<<<<

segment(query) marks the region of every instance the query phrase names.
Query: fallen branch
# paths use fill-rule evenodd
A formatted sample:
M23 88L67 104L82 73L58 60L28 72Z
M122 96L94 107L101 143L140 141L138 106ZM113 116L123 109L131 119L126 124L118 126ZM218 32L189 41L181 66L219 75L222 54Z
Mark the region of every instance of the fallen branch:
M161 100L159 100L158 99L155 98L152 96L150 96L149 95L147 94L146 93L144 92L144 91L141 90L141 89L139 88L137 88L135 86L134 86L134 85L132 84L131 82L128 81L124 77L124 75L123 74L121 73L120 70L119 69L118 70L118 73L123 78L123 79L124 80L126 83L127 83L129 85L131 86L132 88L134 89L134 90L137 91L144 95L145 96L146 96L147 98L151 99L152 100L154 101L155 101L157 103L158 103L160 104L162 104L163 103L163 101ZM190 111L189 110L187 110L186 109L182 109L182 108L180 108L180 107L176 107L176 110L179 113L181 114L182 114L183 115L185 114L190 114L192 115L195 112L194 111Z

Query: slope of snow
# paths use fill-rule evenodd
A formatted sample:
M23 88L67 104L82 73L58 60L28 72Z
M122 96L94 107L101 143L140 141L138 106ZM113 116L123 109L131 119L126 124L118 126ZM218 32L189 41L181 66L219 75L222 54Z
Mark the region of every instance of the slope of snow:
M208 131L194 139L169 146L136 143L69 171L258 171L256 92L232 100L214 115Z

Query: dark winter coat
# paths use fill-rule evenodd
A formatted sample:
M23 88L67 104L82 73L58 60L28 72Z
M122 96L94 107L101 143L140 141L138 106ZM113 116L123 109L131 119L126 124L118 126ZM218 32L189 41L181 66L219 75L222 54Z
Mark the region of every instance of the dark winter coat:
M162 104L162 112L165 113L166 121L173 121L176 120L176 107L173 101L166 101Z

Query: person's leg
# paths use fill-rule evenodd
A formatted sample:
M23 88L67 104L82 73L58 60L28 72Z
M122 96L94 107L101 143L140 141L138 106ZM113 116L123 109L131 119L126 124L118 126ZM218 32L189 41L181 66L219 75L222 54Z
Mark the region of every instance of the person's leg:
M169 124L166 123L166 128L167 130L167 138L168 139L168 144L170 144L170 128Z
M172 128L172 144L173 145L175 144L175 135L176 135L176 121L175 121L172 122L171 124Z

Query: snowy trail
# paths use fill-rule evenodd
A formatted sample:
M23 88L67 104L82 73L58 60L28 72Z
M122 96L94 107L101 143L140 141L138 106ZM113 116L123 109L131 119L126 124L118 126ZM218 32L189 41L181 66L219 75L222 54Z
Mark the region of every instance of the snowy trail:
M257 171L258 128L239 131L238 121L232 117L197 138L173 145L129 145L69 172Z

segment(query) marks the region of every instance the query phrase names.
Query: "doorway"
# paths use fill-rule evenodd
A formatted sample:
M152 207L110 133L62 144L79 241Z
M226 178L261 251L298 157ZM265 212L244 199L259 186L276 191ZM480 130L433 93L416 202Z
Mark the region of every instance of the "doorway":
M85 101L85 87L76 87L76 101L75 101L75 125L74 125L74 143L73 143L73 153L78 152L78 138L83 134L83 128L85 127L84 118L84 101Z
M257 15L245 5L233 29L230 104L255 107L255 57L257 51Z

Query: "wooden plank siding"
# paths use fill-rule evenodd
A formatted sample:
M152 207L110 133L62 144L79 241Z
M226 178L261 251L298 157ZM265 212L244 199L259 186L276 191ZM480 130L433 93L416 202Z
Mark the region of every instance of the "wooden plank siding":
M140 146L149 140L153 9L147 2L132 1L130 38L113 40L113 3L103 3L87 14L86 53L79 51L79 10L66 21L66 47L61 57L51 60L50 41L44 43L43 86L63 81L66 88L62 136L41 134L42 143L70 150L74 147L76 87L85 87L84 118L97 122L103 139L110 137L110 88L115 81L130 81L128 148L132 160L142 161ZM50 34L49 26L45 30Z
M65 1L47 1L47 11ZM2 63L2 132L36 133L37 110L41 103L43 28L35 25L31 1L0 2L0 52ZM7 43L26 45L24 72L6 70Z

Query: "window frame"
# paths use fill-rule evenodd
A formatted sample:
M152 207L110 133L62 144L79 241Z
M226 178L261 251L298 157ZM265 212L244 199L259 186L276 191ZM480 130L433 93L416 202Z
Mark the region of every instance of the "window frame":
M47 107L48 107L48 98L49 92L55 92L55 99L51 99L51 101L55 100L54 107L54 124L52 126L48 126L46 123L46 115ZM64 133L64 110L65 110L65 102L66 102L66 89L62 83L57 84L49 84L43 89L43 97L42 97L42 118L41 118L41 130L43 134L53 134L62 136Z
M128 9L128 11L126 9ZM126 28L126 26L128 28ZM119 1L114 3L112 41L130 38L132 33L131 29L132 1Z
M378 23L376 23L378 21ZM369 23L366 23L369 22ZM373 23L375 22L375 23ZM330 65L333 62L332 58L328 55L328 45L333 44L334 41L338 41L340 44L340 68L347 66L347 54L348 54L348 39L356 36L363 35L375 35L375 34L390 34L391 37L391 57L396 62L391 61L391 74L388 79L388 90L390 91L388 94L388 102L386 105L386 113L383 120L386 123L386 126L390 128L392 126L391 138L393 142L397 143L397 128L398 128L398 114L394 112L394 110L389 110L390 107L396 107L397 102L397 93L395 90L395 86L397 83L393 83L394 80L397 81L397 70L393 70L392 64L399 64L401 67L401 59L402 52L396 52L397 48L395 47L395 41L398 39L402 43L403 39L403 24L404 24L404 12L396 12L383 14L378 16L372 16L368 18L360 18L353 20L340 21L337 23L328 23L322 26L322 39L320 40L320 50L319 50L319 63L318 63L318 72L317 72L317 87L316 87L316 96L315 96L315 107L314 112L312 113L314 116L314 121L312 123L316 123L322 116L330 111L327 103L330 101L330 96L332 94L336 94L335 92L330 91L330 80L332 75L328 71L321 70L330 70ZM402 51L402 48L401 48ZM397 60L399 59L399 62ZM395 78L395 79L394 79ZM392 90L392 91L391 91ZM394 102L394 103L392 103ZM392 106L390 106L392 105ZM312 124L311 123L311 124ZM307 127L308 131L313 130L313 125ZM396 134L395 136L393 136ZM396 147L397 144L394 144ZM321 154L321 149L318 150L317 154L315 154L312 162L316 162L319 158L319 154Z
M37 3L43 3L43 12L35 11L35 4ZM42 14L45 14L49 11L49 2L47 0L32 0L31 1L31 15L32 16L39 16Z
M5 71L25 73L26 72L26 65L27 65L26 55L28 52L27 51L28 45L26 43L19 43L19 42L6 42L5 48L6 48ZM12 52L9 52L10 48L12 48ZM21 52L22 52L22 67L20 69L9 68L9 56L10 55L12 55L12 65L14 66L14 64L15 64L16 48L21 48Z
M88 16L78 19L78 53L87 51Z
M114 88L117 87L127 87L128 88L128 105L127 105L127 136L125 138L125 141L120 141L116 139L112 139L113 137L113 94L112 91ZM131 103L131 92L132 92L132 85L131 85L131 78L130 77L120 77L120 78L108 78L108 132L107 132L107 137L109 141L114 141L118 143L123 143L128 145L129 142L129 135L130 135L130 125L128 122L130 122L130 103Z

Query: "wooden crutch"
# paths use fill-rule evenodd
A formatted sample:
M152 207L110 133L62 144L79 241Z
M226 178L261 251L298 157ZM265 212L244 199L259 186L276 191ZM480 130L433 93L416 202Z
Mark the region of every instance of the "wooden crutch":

>>>>

### Task requirements
Rewrite every row above, changing "sample" to "template" wherever it appears and leaving everything else as it is.

### Complete response
segment(query) marks the region of every instance the query phrase names.
Query: fallen branch
# paths use fill-rule evenodd
A formatted template:
M23 88L67 104L82 73L58 60L28 72Z
M122 96L94 107L101 143L140 141L138 106ZM113 116L123 109L131 119L126 124L118 126ZM218 32L189 41L181 66L219 75L222 54Z
Mark the region of every instance of the fallen branch:
M161 100L159 100L158 99L155 98L152 96L150 96L149 95L147 94L146 93L144 92L144 91L141 90L141 89L139 88L137 88L135 86L134 86L134 85L132 84L131 82L128 81L124 77L124 75L123 74L121 73L120 70L119 69L118 70L118 73L123 78L123 79L124 80L126 83L127 83L129 85L131 86L132 88L134 89L134 90L137 91L144 95L145 96L146 96L147 98L151 99L152 100L154 101L155 101L157 103L158 103L160 104L162 104L163 103L163 101ZM190 111L189 110L187 110L186 109L182 109L182 108L180 108L180 107L176 107L176 110L179 113L181 114L182 114L183 115L185 114L190 114L192 115L195 112L194 111Z

Query: slope of snow
# paths use fill-rule evenodd
A formatted template:
M23 88L67 104L82 73L58 60L28 72Z
M122 96L94 107L101 143L140 141L138 106ZM113 116L123 109L131 119L126 124L118 126ZM218 32L189 41L181 66L219 75L222 54Z
Mark the region of every instance of the slope of snow:
M208 131L194 139L169 146L136 143L69 171L258 171L256 92L232 100L214 115Z

Query: dark winter coat
# paths use fill-rule evenodd
A formatted template:
M23 88L67 104L82 73L58 60L28 72Z
M122 96L94 107L101 143L140 141L138 106ZM113 116L123 109L131 119L126 124L118 126ZM218 32L189 41L181 66L219 75L222 54Z
Mark the region of every instance of the dark winter coat:
M162 104L162 112L165 113L166 121L173 121L176 120L176 107L173 101L166 101Z

Query: person's leg
# paths use fill-rule evenodd
A formatted template:
M23 88L67 104L82 73L58 60L28 72Z
M122 96L94 107L101 143L140 141L138 106ZM113 116L123 109L131 119L126 124L118 126ZM218 32L189 41L181 66L219 75L222 54Z
Mark the region of every instance of the person's leg:
M169 124L166 123L166 128L167 130L167 138L168 139L168 144L170 144L170 128Z
M172 128L172 144L173 145L175 144L175 135L176 135L176 121L175 121L172 122L171 124Z

Query: snowy trail
# paths use fill-rule evenodd
A formatted template:
M23 88L67 104L82 73L58 60L28 72Z
M122 96L94 107L101 143L140 141L138 106ZM113 116L123 109L131 119L126 124L118 126ZM218 32L189 41L181 66L219 75L222 54Z
Mark the region of every instance of the snowy trail:
M257 171L258 128L239 131L238 121L232 117L197 138L173 145L129 145L69 172Z

segment(query) marks the region of every instance the query phrase names.
Query: "doorway"
# paths use fill-rule evenodd
A formatted template:
M152 207L110 133L62 144L79 241Z
M226 178L261 251L298 157ZM265 212L244 199L259 186L276 191ZM480 130L433 93L416 202Z
Mark the region of every instance of the "doorway":
M85 101L85 87L76 87L76 101L75 101L75 125L74 125L74 143L73 143L73 153L78 152L78 138L83 134L83 128L85 127L84 118L84 101Z
M257 15L245 5L233 29L230 104L255 107L255 57L257 51Z

Query: "wooden plank siding"
# paths use fill-rule evenodd
A formatted template:
M152 207L110 133L62 144L79 241Z
M226 178L261 251L298 157ZM265 212L244 199L259 186L276 191ZM480 130L433 93L416 202Z
Mark the region of every instance of the "wooden plank siding":
M140 146L149 140L153 9L147 2L132 1L130 38L113 40L113 3L103 3L87 14L86 53L79 51L79 10L66 21L66 47L61 57L51 60L50 41L44 43L43 86L63 81L66 88L62 136L41 134L42 143L70 150L74 147L76 87L85 87L84 118L97 122L103 139L110 137L110 88L115 81L130 81L128 148L132 160L142 161ZM50 34L49 26L45 30Z
M65 1L47 1L47 11ZM2 63L2 132L36 133L37 110L41 103L43 28L35 25L31 1L0 2L0 52ZM7 43L26 45L24 72L6 70Z

Query: "window frame"
# paths use fill-rule evenodd
A formatted template:
M152 207L110 133L62 144L79 241Z
M226 178L261 251L298 157ZM265 212L244 199L259 186L276 191ZM480 130L433 93L416 202Z
Mark the region of every instance of the "window frame":
M47 107L48 107L48 98L49 92L55 92L55 99L51 99L51 101L55 100L54 107L54 124L52 126L48 126L46 123L46 115ZM64 133L64 110L65 110L65 102L66 102L66 89L62 83L57 84L49 84L43 89L43 97L42 97L42 118L41 118L41 130L43 134L53 134L62 136Z
M128 9L128 11L126 9ZM126 28L126 26L128 28ZM119 1L114 3L112 41L130 38L132 33L131 29L132 1Z
M378 23L376 23L378 21ZM369 23L366 23L369 22ZM373 23L375 22L375 23ZM330 65L333 62L332 58L328 55L328 45L333 44L334 41L338 41L340 44L340 68L347 66L347 54L348 54L348 39L356 36L363 35L375 35L375 34L390 34L391 37L391 57L396 62L391 61L391 74L388 79L388 90L390 91L388 94L388 102L386 105L386 113L383 120L386 123L386 126L390 128L392 126L391 138L393 142L397 143L397 128L398 128L398 114L394 112L394 110L389 110L390 107L396 107L397 102L397 93L395 90L395 86L397 83L393 83L394 80L397 81L397 70L393 70L392 64L399 64L401 67L401 59L402 52L396 52L397 48L395 47L395 41L398 39L402 43L403 39L403 24L404 24L404 12L396 12L383 14L378 16L372 16L368 18L360 18L353 20L340 21L337 23L328 23L322 26L322 39L320 40L320 50L319 50L319 63L318 63L318 72L317 72L317 87L316 87L316 96L315 96L315 107L314 112L312 113L314 116L314 121L312 123L316 123L322 116L330 111L327 103L330 101L330 96L332 94L336 94L335 92L330 91L330 80L332 75L328 71L321 70L330 70ZM402 51L402 48L401 48ZM397 60L399 59L399 62ZM395 78L395 79L394 79ZM392 90L392 91L391 91ZM394 102L394 103L392 103ZM392 106L390 106L392 105ZM312 124L311 123L311 124ZM307 127L308 131L313 130L313 125ZM396 134L395 136L393 136ZM396 147L397 144L394 144ZM321 154L321 149L318 150L317 154L315 154L312 162L316 162L319 158L319 154Z
M37 3L43 3L43 12L35 11L35 4ZM42 14L45 14L49 11L49 2L47 0L32 0L31 1L31 15L32 16L39 16Z
M5 71L25 73L26 72L26 65L27 65L26 55L28 52L27 51L28 45L26 43L19 43L19 42L6 42L5 48L6 48ZM12 52L9 52L10 48L12 48ZM21 52L22 52L22 67L20 69L9 68L9 56L10 55L12 55L12 65L14 66L14 64L15 64L16 48L21 48Z
M88 16L78 19L78 53L87 51Z
M114 88L117 87L127 87L128 88L128 105L127 105L127 136L125 138L125 141L120 141L116 139L112 139L113 137L113 94L112 91ZM131 103L131 92L132 92L132 85L131 85L131 78L130 77L120 77L120 78L108 78L108 132L107 132L107 137L109 141L114 141L118 143L123 143L128 145L129 142L129 135L130 135L130 125L128 122L130 122L130 103Z

Query: "wooden crutch"
# paths use fill-rule evenodd
A formatted template:
M152 207L110 133L62 144L79 241Z
M226 178L261 251L298 157ZM265 212L244 199L259 186L276 191ZM480 130L433 93L416 202Z
Mark the region of every instance of the "wooden crutch":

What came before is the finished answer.